> _Given entries_
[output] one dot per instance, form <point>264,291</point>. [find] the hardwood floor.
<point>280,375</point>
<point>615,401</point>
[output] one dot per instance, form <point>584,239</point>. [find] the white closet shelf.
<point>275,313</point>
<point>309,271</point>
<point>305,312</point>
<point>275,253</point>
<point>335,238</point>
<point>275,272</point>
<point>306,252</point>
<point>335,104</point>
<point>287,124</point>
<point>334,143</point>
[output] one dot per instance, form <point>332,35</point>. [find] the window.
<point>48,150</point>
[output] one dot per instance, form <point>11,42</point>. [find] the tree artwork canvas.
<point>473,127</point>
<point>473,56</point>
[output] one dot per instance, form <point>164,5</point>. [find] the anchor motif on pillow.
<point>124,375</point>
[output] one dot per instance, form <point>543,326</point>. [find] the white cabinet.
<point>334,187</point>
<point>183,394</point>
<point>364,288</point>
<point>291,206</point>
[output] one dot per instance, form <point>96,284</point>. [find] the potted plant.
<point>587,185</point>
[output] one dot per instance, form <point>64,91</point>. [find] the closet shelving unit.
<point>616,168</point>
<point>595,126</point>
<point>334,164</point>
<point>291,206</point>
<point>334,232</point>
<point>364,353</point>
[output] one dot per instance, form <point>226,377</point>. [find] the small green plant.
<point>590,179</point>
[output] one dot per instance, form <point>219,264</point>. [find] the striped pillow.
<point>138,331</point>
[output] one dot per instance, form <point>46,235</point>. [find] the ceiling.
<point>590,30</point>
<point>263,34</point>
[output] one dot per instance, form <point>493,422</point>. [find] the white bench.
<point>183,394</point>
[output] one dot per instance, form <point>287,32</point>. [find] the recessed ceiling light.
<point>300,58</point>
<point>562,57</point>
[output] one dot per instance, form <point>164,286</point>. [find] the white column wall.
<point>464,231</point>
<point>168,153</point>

> _Task instructions_
Return exactly the lines of the listing that run from the one containing "[output] one dot per instance, form <point>164,286</point>." through the last, and no others.

> _Worked solution_
[output] one dot per instance, form <point>164,286</point>. [find] the white column wall.
<point>464,231</point>
<point>168,153</point>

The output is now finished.